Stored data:
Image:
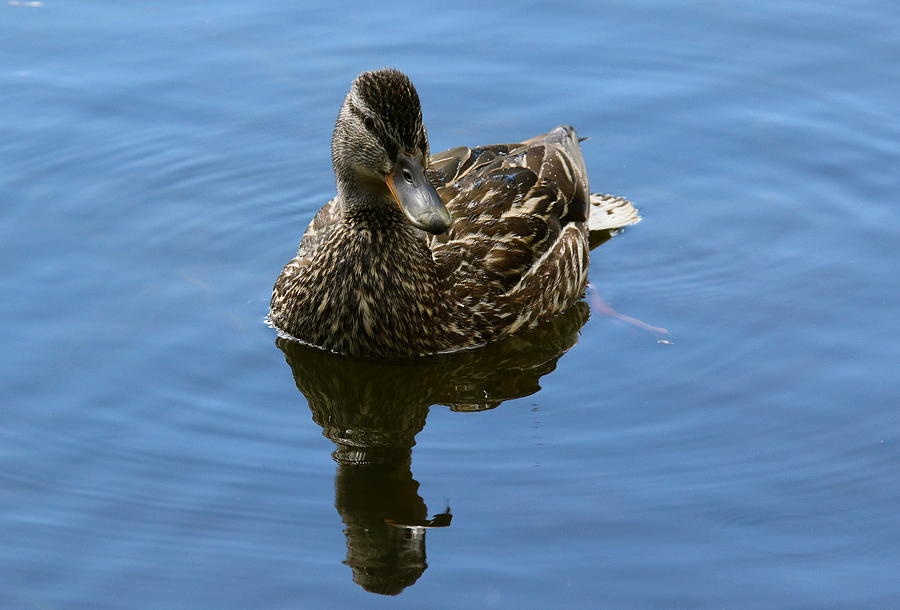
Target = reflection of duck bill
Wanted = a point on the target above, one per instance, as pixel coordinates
(440, 520)
(372, 411)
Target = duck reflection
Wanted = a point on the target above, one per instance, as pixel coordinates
(372, 411)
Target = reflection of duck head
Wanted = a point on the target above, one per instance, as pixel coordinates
(372, 411)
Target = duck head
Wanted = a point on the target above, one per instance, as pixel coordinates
(380, 150)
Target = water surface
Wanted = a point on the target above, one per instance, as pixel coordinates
(158, 164)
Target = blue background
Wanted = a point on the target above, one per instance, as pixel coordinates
(158, 163)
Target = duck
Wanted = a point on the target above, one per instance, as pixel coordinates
(421, 254)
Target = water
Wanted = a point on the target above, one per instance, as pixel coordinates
(158, 164)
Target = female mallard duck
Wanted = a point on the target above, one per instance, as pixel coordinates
(418, 255)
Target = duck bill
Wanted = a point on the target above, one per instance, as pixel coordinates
(416, 197)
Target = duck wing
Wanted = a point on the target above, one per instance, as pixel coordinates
(510, 204)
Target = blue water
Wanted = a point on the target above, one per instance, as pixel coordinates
(158, 163)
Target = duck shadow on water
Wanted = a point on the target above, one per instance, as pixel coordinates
(372, 411)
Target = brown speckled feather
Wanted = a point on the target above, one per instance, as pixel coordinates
(366, 282)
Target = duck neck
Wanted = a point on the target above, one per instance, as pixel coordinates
(368, 207)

Prompt -
Which lines of the entries above contain the word "duck"? Copy each of them.

Response for this exercise -
Target = reflection of duck bill
Target = duck reflection
Target = reflection of duck head
Target = duck head
Target = duck
Target = female mallard duck
Target = duck bill
Target = duck wing
Target = duck shadow on water
Target = duck neck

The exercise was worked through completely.